But now, before running it using "run", we want to stop at the beginning of the function "vuln()". To do this, you can set a breakpoint at vuln(). Setting a breakpoint, simply means that the execution of the program will pause in the instruction you set the breakpoint. By running "break vuln" or "b vuln", a breakpoint will be set at the beginning of vuln. We will see this:

(gdb) b vuln
Breakpoint 1 at 0x4005ce

Important

The addresses you see might be different, that is ok.

What does it mean "Breakpoint 1 at 0x4005ce" ? Do you remember that there is a segment of the memory in which the machine code is placed? In the memory address "0x4005ce" the machine code of "vuln()" begins. Input "r" to start the execution of the program and you will see:

(gdb) r
Starting program: /home/samuel/Desktop/problems/vuln1
Breakpoint 1, 0x00000000004005ce in vuln ()
(gdb)

"Breakpoint 1, 0x00000000004005ce in vuln ()" means that the first break point we have set, was established at address "0x00000000004005ce", which is the same address as "0x4005ce"; An address is a number in this case, so zeros at the left cause no effect. Note that in other cases, zeros at the left can have an effect if what we are reading is not being interpreted as a number.

Processor registers

A program is made up of several instructions that are executed sequentially. The processor of the computer has an integrated and very small memory different from RAM, called the "registers". A processor only has a few registers. Each register can hold only 8 bytes in a 64 bit processor, and 4 bytes in a 32 bit processor. A 32 bit program can run on a 64 bit processor, but 64 bit program cannot run on a 32 bit processor. One of the registers is called the Instruction Pointer, abbreviated as IP, that keeps track of the part of the program that is currently being executed. In a 64 bit program, we can print the value of this register in GDB using "x $rip":

(gdb) x $rip
0x4005ce <vuln+4>: 0x80c48348
(gdb)

Note that the first part of the line shown is "0x4005ce", this is exactly where the breakpoint was placed, so the IP naturally has that value because we made the program pause there. Then we have "<vuln+4>", do you remember we said that by setting a breakpoint at a function it would pause at the beginning of the function? To be more precise, a breakpoint on a function is usually placed 4 bytes after the beginning of the machine code of what is considered the function. That’s why the "+4". Later we will understand why it’s done like this. The remaining part, "0x80c48348", is the actual content at the address "0x4005ce". That content is a part of the machine code of the "vuln()" function.
════════════════════
**AIM 1:** In the GDB passage, swap "machine code" for "binary code" and give the passage again between "What does it" and "as a number.", inclusive.
**AIM 2:** Return every line of the listing that contains the string "signpost", matching case exactly.
The text and the listing come from different sources.
════════════════════
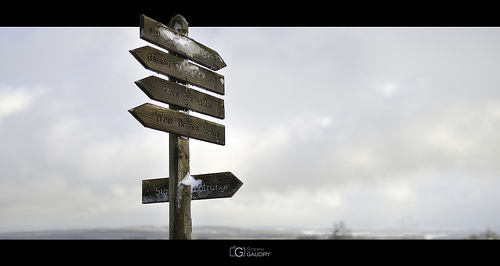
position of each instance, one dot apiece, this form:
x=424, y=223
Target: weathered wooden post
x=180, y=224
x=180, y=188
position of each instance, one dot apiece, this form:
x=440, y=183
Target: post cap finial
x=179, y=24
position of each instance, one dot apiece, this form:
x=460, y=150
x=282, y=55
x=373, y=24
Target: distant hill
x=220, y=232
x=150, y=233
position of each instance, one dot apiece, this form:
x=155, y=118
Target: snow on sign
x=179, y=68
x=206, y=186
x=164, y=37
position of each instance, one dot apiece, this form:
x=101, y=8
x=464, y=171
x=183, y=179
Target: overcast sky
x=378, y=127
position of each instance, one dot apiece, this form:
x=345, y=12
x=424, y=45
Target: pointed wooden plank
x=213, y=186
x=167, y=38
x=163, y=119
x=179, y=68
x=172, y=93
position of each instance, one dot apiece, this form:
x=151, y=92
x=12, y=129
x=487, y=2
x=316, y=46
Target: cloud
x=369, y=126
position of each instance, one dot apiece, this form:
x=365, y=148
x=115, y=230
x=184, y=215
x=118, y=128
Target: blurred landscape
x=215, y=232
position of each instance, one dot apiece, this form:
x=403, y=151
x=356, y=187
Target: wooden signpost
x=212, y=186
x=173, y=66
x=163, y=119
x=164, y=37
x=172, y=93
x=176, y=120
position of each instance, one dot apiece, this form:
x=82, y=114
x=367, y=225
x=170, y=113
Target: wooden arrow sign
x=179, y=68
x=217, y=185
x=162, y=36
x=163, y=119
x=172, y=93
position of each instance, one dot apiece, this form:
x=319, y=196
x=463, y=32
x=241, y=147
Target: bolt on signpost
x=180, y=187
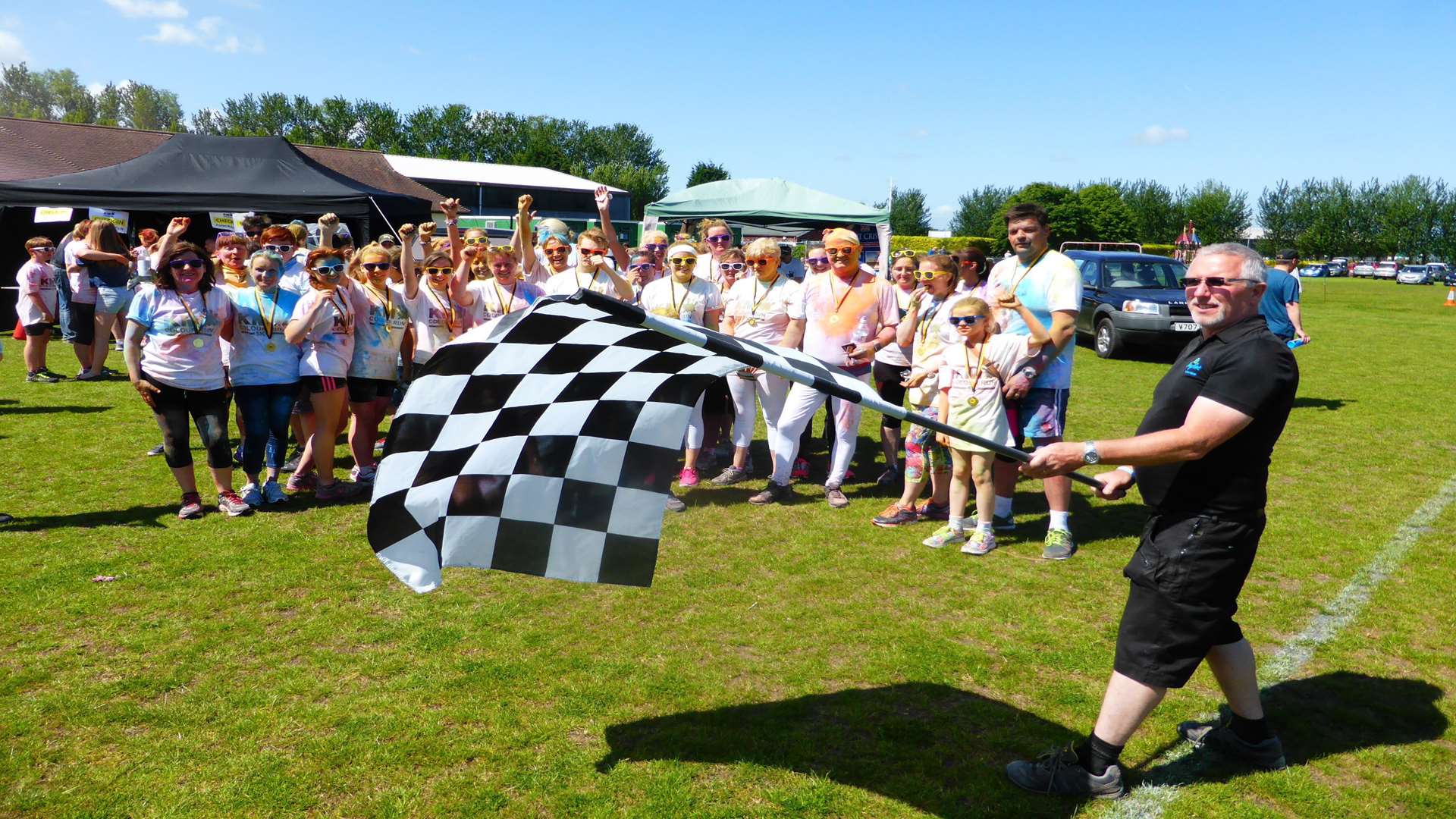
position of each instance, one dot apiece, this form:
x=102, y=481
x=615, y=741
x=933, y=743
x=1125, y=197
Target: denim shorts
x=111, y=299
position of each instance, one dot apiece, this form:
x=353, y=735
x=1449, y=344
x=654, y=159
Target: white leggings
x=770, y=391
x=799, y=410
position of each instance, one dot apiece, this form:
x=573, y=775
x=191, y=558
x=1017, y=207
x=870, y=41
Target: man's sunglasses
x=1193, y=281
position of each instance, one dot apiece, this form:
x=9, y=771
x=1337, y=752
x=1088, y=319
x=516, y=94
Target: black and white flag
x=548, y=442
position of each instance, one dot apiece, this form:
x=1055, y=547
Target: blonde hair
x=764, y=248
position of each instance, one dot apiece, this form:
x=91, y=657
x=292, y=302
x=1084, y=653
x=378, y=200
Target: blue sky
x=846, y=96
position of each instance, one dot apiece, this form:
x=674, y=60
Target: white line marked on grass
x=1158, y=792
════════════════════
**WRITTEN ANSWER 1:**
What does it mean "Breakpoint 1 at 0x4005ce" ? Do you remember that there is a segment of the memory in which the binary code is placed? In the memory address "0x4005ce" the binary code of "vuln()" begins. Input "r" to start the execution of the program and you will see:

(gdb) r
Starting program: /home/samuel/Desktop/problems/vuln1
Breakpoint 1, 0x00000000004005ce in vuln ()
(gdb)

"Breakpoint 1, 0x00000000004005ce in vuln ()" means that the first break point we have set, was established at address "0x00000000004005ce", which is the same address as "0x4005ce"; An address is a number in this case, so zeros at the left cause no effect. Note that in other cases, zeros at the left can have an effect if what we are reading is not being interpreted as a number.

**WRITTEN ANSWER 2:**
Target: wooden signpost
Target: bolt on signpost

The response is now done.